━━ Supplied records ━━
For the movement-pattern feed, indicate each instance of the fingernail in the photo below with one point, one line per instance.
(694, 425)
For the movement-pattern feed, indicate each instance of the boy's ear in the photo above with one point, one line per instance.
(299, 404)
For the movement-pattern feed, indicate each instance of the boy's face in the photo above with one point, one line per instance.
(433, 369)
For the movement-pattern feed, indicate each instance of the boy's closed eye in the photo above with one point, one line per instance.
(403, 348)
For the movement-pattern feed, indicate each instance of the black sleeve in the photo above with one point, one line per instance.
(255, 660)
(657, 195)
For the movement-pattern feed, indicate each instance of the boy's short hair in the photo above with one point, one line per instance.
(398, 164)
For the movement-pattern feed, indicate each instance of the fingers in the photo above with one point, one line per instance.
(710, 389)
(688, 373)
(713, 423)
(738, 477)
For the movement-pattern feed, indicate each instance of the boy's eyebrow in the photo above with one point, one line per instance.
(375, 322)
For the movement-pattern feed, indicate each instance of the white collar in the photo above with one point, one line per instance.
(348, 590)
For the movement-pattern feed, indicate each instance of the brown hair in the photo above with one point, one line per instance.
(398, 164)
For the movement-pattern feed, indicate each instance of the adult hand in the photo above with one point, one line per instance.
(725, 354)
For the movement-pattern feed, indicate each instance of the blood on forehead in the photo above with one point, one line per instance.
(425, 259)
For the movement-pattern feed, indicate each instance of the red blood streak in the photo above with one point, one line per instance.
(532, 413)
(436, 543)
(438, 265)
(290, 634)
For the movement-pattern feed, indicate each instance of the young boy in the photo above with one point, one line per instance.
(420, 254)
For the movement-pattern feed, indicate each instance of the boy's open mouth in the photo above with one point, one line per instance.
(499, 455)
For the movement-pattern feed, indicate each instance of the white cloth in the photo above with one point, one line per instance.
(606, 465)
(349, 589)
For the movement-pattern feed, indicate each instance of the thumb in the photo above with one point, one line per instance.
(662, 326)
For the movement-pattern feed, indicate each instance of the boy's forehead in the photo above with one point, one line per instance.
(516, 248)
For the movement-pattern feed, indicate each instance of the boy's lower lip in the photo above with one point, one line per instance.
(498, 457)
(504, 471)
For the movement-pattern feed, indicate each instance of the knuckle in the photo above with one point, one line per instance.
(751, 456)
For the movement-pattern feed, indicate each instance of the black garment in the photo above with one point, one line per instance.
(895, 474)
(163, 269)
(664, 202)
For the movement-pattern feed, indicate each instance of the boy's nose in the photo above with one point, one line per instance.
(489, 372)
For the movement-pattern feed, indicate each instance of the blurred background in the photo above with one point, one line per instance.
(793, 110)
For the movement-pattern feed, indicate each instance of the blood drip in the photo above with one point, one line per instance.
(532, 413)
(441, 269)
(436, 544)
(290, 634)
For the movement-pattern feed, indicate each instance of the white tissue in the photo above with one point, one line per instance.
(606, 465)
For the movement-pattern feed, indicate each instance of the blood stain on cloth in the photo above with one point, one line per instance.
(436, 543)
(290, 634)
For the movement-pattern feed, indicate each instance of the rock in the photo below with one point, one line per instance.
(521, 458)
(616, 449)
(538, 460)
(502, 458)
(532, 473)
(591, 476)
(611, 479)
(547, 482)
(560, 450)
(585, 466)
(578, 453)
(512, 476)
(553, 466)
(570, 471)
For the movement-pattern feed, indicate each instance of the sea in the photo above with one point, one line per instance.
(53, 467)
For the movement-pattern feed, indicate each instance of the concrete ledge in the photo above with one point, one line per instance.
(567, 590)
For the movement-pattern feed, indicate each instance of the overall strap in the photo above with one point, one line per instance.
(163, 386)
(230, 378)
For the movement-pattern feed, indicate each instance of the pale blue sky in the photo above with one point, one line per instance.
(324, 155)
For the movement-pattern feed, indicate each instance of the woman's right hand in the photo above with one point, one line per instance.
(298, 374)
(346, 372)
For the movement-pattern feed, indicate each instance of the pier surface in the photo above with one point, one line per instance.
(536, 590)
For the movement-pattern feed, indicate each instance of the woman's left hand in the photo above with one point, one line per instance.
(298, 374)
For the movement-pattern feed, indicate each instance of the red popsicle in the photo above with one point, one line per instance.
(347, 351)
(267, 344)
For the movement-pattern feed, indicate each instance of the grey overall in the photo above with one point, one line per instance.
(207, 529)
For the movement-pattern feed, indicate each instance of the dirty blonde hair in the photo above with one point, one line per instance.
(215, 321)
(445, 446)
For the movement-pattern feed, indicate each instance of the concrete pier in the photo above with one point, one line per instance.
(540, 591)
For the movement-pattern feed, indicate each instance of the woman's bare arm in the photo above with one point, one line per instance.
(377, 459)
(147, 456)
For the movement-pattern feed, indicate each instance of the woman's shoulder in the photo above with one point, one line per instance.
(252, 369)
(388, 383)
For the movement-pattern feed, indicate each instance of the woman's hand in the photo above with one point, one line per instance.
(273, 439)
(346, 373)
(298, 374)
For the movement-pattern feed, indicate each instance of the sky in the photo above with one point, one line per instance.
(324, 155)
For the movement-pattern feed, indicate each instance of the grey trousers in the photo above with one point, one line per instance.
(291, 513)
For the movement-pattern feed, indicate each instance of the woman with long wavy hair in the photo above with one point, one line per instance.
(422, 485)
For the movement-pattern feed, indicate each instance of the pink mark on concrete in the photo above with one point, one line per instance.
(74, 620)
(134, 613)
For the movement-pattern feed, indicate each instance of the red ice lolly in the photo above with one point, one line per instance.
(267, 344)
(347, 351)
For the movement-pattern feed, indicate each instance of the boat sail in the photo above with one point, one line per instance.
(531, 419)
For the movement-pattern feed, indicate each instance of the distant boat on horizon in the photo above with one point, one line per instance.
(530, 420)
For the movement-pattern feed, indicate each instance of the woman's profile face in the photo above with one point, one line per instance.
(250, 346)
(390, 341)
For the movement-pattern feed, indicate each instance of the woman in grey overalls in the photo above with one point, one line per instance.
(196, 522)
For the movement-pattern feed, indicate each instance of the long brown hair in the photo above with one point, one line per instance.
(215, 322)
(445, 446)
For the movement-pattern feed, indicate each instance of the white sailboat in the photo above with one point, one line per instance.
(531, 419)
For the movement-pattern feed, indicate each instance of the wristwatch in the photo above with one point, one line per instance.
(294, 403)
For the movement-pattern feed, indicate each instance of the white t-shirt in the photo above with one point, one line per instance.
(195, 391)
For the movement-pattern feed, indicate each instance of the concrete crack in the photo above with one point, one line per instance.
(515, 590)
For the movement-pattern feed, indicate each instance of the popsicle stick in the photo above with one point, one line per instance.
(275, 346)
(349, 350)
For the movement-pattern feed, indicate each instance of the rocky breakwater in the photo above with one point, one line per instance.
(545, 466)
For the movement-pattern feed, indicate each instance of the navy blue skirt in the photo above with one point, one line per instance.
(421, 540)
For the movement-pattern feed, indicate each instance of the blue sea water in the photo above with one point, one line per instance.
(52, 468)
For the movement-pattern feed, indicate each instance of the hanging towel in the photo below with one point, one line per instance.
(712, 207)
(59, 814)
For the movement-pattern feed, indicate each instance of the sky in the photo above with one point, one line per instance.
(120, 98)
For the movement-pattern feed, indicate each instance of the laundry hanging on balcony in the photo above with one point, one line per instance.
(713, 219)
━━━
* [Work instructions]: Exactly as shown, repeat every record.

* [Task result]:
For the movement-pattern feed, indicate each instance of the fingernail in the photo below with one point, one line per instance.
(694, 425)
For the movement-pattern feed, indicate each instance of the boy's ear in the photo above with one point, one line per instance.
(299, 404)
For the movement-pattern feed, indicate each instance of the boy's face in the photo above with one point, one line per instance.
(433, 369)
For the movement-pattern feed, indicate each instance of the boy's closed eye in the photo above with one point, one line per instance.
(403, 348)
For the movement-pattern feed, indicate each instance of the black sleeve in the photo above with one point, one line per instance.
(255, 660)
(657, 195)
For the movement-pattern feed, indicate each instance of the boy's short hair in the photo above with one point, one line per instance.
(398, 164)
For the movement-pattern feed, indicate each instance of the fingers in the photo above with one point, one line per instance.
(710, 389)
(688, 373)
(713, 423)
(738, 477)
For the movement-pattern feed, indicate each instance of the boy's eyebrow in the photo above with one point, one line per instance.
(375, 322)
For the movement-pattern feed, indicate each instance of the white collar in the photo above with one point, one line per instance.
(348, 590)
For the movement-pattern feed, indicate each instance of the brown hair in the photo above with one point, one line per instance.
(398, 164)
For the movement-pattern feed, indicate each instance of the adult hand in the photo above with one point, one line per instance.
(725, 354)
For the movement-pattern feed, indicate each instance of the blood on forehead in the photo above with one point, one line per instance.
(425, 259)
For the movement-pattern feed, indicate each instance of the red blood streak in the photo above with one point, one line per instance.
(532, 413)
(436, 543)
(438, 265)
(290, 634)
For the movement-pattern feed, indicate each instance of the young boy in the photo above with one point, one line per instance.
(420, 254)
For the movement-pattern feed, indicate each instance of the boy's open mouth in the photo above with one point, one line per instance.
(499, 455)
For the movement-pattern feed, indicate each instance of the white cloth in the photo above with one point, one line per instance.
(606, 465)
(349, 589)
For the movement-pattern feed, indicate each instance of the thumb in the photo above with one point, one line per instance.
(662, 326)
For the movement-pattern feed, indicate each instance of the boy's forehead in the photo above with one point, one line per instance.
(516, 248)
For the movement-pattern feed, indicate each instance of the boy's lower lip in the photo above with one point, one line per instance.
(498, 457)
(504, 471)
For the movement-pattern feed, indicate each instance of the knuckle in the photo above with one point, one line per instance.
(751, 456)
For the movement-pattern feed, indicate each instance of the black garment in the photo above with one point, one line per instance.
(895, 474)
(163, 269)
(664, 202)
For the movement-pattern feed, indicate each instance of the boy's nose in the photo above with one point, one line per instance.
(489, 372)
For the movement-pattern feed, indicate each instance of the blurred background in the photo above with one point, one line per instance.
(793, 110)
For the movement-pattern feed, indicate each instance of the blood drip in the photo above with one point, one line per instance.
(532, 413)
(441, 269)
(436, 544)
(290, 634)
For the movement-pattern feed, indicate each instance of the white tissue in the photo above with one point, one line per instance.
(606, 465)
For the movement-pattern feed, indicate each instance of the blood stain on cloth in the photo above with one point, one line per instance.
(436, 543)
(290, 634)
For the movement-pattern feed, indicate each instance of the rock in the photo below with one point, one line per instance.
(521, 458)
(616, 449)
(538, 460)
(502, 458)
(532, 473)
(591, 476)
(611, 479)
(547, 482)
(560, 450)
(585, 466)
(578, 453)
(512, 476)
(553, 466)
(570, 471)
For the movement-pattern feed, indicate each instance of the sea in the photo above with one point, one line per instance.
(53, 467)
For the movement-pattern feed, indicate each instance of the concrete ledge in the photo above with one point, one line per instance.
(567, 590)
For the movement-pattern feed, indicate each instance of the overall strap in the photo above with one point, one line per instance.
(163, 386)
(230, 378)
For the movement-pattern feed, indicate each instance of the pale blue sky in the photo above with one point, one line per instance.
(324, 155)
For the movement-pattern feed, indicate each instance of the woman's right hand in the photo above with one point, one line per instance.
(298, 374)
(346, 372)
For the movement-pattern feed, indicate each instance of the pier surface in the photo above with one point, one line per instance.
(536, 590)
For the movement-pattern feed, indicate each instance of the woman's left hand in the photo above with one point, one line per instance.
(298, 374)
For the movement-pattern feed, indicate each instance of the red popsicle in the photo above with one point, one line per instance.
(347, 351)
(267, 344)
For the movement-pattern feed, indicate each instance of the grey overall in the photo above with one point, one line per instance.
(207, 529)
For the movement-pattern feed, indicate each instance of the dirty blonde hair in the photo above with one point, one line per instance.
(215, 321)
(445, 446)
For the movement-pattern feed, indicate each instance of the concrete pier in the photo above with one point, one line per instance.
(540, 591)
For the movement-pattern feed, indicate each instance of the woman's bare arm in the photo above with one point, one line per instance.
(377, 459)
(147, 456)
For the movement-pattern feed, indicate each instance of the woman's shoulder in the photo above with one point, one line per instance.
(252, 369)
(388, 383)
For the movement-pattern feed, indicate each instance of the woman's hand in the photo above with one point, one line per instance.
(273, 439)
(346, 373)
(298, 374)
For the movement-pattern feed, indicate each instance of the sky in the photo above with one point, one line per instance.
(324, 155)
For the movement-pattern feed, indicate each instance of the grey trousers in the photo above with one point, one line per instance.
(291, 513)
For the movement-pattern feed, indicate each instance of the woman with long wavy hair in the photo above with one point, one line per instance.
(422, 485)
For the movement-pattern feed, indicate each instance of the pink mark on concrete in the photo above with one point, one line per instance.
(74, 620)
(134, 613)
For the movement-pattern feed, indicate each instance of the red ice lolly in the photo above with one point, one line per instance.
(267, 344)
(347, 351)
For the movement-pattern feed, indicate each instance of the boat sail in the photo above with one point, one line per instance.
(531, 419)
For the movement-pattern feed, indicate each instance of the distant boat on horizon in the photo above with one point, one line per instance.
(530, 420)
For the movement-pattern feed, indicate each instance of the woman's profile face in the photo above with one point, one line per instance.
(250, 346)
(390, 341)
For the movement-pattern feed, indicate each instance of the woman in grey overalls in the photo above with one point, one line per instance.
(196, 522)
For the movement-pattern feed, indicate each instance of the long brown hair in the photo above with one point, one line per instance.
(215, 322)
(445, 446)
For the movement-pattern feed, indicate each instance of the white sailboat in the photo above with one point, one line per instance.
(531, 419)
For the movement-pattern feed, indicate each instance of the wristwatch in the photo above with one point, one line per instance.
(294, 403)
For the movement-pattern feed, indicate each instance of the white t-shirt in the photo above with one point, one line per instance.
(195, 391)
For the movement-pattern feed, indicate each instance of the concrete crack in the photo above with one point, one line per instance.
(515, 590)
For the movement-pattern feed, indicate each instance of the popsicle stick in the photo above with one point, one line per instance.
(275, 346)
(349, 350)
For the movement-pattern feed, indicate each instance of the rocky breakwater in the photo above with one point, one line per instance.
(545, 466)
For the movement-pattern feed, indicate each instance of the navy blue skirt in the photo above with one point, one line per instance.
(421, 540)
For the movement-pattern feed, indicate each instance of the blue sea water in the photo above with one point, one line per instance.
(52, 468)
For the movement-pattern feed, indicate each instance of the hanging towel in the photo below with one point, one line per instance.
(712, 207)
(59, 814)
For the movement-pattern feed, indicate each instance of the sky in the photo above with one point, one line per instance.
(120, 98)
For the movement-pattern feed, indicate each instance of the laundry hanging on balcony in the photo above with one point, one line per instance.
(713, 219)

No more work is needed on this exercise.